** Texto **
━━━━━━
Vale destacar a certificação de São José dos Campos, a única cidade inteligente [brasileira] a nível mundial. Recebeu certificações da ISO, que no Brasil é regida pela ABNT [Associação Brasileira de Normas Técnicas]. Hoje, ela serve como referência para outras cidades, até por bom funcionamento, qualidade de vida e IDH.

Tele.Síntese: Por que os nossos vizinhos largaram na nossa frente?

Reis: Entendo que se deve mais ao fato de a população ter cobrado mais o Poder Público por ações emergenciais. Por exemplo, um case da NEC em Tigre, na região de Buenos Aires. A cidade tinha um grande número de roubos de veículos e de violência. O Estado pouco tomava a iniciativa de fazer o controle disso.

Então, a população, em cima de cobranças consecutivas sobre a prefeitura e os líderes governamentais, fez com que o Estado tomasse a iniciativa de criar um fundo de segurança. A partir de então, desenvolveu-se um sistema de segurança que foi replicado em outras cidades. Mas o que quero dizer é que tudo começou pela cobrança da população para reversão desse quadro.
━━━━━━
** Registros fornecidos **
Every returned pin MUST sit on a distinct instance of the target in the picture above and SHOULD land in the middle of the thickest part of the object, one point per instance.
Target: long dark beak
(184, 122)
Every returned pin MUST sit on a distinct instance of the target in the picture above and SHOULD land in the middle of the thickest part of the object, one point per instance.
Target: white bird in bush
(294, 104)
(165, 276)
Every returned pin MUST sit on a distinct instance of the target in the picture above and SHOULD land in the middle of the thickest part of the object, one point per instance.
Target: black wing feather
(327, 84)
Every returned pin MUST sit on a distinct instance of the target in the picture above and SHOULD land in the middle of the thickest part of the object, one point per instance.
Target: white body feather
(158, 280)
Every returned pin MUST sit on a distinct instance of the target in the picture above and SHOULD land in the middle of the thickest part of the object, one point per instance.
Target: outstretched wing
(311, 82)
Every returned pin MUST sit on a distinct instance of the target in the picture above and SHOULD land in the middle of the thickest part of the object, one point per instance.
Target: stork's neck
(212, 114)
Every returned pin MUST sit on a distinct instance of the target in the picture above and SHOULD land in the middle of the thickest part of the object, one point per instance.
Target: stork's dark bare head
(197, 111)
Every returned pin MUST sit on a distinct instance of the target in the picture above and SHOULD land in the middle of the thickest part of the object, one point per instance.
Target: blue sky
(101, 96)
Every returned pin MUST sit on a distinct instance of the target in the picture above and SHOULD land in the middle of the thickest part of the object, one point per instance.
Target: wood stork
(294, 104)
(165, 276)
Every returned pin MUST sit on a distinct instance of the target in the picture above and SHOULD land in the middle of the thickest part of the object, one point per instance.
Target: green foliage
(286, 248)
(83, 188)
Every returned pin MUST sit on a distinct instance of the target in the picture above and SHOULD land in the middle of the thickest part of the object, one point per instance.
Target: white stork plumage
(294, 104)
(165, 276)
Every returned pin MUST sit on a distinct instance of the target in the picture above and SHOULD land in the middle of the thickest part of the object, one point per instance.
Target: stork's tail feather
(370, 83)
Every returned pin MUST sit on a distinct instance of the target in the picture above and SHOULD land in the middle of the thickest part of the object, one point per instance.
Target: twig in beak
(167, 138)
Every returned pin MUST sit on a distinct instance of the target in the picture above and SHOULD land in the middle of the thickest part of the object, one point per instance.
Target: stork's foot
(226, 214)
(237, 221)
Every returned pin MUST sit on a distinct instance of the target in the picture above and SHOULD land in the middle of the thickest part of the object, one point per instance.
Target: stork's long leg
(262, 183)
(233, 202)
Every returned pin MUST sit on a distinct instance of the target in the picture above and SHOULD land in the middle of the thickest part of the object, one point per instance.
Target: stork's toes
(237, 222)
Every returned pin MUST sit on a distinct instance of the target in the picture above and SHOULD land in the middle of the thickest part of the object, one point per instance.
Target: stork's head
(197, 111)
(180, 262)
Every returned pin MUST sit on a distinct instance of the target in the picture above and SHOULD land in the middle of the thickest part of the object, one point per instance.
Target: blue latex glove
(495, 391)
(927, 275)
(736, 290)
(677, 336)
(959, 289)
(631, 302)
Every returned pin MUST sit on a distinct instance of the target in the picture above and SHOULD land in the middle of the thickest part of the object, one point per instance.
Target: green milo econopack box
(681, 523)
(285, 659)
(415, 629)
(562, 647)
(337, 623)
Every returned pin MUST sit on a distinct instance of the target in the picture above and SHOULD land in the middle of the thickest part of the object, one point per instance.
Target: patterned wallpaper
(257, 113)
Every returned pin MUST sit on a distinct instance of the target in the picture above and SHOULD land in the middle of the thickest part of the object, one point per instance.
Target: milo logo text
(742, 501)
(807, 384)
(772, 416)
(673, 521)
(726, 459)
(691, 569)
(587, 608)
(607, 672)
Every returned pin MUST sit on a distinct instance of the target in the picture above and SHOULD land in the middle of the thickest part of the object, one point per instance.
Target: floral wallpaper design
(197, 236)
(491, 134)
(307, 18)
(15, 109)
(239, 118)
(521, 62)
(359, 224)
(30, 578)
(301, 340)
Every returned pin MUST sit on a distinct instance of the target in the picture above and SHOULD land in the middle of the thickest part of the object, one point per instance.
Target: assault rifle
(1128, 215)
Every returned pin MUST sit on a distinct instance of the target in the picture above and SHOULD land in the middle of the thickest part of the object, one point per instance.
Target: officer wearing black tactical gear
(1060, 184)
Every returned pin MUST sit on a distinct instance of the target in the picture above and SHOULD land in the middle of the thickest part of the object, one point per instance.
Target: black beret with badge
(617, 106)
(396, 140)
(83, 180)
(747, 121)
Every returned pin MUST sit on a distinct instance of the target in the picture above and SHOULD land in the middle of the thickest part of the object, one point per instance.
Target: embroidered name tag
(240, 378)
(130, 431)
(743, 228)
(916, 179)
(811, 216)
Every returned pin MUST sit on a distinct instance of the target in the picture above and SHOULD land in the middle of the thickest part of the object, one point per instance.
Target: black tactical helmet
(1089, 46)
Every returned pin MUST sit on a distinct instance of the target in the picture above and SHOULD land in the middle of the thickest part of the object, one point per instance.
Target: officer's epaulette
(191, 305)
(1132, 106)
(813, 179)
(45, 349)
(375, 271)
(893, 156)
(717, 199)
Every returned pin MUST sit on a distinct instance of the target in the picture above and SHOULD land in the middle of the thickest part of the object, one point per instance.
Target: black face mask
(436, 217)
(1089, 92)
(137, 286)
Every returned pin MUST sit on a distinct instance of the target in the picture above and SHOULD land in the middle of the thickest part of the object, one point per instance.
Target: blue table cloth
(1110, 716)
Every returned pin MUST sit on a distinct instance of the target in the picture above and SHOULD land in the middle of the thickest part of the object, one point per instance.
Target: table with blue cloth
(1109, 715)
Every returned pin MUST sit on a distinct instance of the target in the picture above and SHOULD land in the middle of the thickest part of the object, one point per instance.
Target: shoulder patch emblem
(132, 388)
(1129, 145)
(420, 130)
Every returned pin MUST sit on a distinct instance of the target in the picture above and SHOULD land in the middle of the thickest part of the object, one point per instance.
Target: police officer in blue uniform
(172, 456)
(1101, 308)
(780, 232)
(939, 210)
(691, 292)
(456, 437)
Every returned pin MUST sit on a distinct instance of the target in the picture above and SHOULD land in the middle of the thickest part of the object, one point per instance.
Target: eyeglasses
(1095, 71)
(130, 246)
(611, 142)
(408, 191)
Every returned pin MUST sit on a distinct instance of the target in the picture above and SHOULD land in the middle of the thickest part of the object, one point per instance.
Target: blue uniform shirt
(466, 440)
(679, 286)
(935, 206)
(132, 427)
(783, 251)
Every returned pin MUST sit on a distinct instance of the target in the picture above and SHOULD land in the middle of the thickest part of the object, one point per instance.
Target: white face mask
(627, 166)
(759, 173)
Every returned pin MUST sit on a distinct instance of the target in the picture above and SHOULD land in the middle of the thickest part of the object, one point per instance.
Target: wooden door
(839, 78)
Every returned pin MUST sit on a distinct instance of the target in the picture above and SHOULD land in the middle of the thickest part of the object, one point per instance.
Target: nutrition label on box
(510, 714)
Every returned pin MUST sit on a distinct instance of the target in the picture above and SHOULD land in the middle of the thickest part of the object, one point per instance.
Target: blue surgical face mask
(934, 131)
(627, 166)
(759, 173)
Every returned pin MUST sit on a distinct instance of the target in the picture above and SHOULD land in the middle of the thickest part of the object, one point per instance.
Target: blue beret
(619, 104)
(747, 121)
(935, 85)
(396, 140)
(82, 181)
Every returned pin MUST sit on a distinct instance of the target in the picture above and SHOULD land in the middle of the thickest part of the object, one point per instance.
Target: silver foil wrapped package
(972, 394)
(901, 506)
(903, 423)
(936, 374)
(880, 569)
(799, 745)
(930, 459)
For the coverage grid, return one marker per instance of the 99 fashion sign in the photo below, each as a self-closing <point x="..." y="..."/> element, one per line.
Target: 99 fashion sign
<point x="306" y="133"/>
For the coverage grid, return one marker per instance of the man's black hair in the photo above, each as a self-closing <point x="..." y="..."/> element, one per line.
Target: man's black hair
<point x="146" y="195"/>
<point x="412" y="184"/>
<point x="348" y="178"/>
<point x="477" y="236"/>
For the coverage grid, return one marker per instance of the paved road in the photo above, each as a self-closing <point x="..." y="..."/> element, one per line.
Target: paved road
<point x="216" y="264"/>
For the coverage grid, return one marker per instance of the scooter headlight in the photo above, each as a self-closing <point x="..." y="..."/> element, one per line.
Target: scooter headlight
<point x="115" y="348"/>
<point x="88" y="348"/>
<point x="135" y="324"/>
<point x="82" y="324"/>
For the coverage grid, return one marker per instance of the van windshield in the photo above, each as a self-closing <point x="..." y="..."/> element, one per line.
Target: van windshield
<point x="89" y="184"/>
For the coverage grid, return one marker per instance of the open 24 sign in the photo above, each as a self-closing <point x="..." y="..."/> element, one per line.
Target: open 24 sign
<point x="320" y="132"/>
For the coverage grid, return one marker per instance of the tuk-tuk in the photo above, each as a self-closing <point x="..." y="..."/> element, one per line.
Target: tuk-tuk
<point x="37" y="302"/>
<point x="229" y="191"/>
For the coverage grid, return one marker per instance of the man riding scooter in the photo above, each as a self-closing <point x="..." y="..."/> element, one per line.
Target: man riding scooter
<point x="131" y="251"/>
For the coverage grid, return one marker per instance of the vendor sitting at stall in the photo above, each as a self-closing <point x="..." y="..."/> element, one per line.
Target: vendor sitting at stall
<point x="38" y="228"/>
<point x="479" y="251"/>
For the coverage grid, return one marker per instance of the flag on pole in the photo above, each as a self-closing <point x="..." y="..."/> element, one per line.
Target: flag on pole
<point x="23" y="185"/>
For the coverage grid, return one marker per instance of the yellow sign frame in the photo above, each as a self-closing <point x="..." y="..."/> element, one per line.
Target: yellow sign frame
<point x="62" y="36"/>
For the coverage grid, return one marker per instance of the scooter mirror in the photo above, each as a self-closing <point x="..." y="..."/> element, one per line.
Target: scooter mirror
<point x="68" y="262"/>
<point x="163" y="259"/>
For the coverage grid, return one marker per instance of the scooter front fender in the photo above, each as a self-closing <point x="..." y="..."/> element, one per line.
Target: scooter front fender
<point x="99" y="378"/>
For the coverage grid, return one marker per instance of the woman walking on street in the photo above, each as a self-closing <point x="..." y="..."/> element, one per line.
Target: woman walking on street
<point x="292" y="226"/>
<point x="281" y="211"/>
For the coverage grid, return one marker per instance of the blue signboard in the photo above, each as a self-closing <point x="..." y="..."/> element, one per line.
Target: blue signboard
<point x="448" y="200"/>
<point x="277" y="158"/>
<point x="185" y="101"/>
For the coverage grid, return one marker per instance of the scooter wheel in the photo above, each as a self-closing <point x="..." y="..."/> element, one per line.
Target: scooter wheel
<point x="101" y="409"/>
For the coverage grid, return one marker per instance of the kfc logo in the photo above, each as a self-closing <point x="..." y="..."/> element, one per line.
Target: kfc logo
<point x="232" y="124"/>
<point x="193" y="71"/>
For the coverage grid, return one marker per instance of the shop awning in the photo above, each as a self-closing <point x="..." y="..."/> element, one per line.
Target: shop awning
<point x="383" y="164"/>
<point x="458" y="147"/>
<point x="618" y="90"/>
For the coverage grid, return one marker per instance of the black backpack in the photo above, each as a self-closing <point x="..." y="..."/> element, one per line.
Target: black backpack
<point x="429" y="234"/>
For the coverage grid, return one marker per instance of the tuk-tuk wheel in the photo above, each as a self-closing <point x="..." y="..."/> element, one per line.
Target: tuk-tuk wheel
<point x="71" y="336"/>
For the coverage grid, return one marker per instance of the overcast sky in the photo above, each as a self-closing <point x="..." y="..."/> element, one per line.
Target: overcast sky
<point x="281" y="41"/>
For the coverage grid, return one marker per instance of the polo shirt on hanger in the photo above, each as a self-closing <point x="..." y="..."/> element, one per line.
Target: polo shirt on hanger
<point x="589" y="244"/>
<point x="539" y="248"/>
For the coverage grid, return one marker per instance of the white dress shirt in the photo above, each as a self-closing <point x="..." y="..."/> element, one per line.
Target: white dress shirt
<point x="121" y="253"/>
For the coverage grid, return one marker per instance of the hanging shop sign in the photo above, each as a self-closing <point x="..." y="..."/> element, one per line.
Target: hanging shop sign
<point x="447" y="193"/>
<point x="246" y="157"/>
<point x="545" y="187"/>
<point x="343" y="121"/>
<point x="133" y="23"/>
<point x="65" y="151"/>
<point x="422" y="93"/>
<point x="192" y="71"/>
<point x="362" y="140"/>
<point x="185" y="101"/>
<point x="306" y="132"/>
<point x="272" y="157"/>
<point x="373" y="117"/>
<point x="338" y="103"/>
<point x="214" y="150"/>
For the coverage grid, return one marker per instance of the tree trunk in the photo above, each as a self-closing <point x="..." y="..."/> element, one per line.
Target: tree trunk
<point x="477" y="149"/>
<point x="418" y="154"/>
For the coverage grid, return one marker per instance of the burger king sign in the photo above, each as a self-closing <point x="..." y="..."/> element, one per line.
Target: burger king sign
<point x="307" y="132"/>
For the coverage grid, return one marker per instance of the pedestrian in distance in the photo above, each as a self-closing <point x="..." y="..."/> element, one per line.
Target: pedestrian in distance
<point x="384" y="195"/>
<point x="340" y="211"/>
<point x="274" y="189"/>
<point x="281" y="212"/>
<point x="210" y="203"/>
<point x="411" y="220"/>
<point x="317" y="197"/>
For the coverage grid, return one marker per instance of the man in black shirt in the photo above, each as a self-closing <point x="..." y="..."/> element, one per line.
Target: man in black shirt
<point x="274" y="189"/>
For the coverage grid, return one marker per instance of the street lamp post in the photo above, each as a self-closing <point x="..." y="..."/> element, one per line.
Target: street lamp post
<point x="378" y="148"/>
━━━━━━
** O que se pede **
Reescreva o trecho do texto de "Reis: Entendo que" até "o controle disso.", trocando "roubos" por "furtos".

** Resposta redigida **
Reis: Entendo que se deve mais ao fato de a população ter cobrado mais o Poder Público por ações emergenciais. Por exemplo, um case da NEC em Tigre, na região de Buenos Aires. A cidade tinha um grande número de furtos de veículos e de violência. O Estado pouco tomava a iniciativa de fazer o controle disso.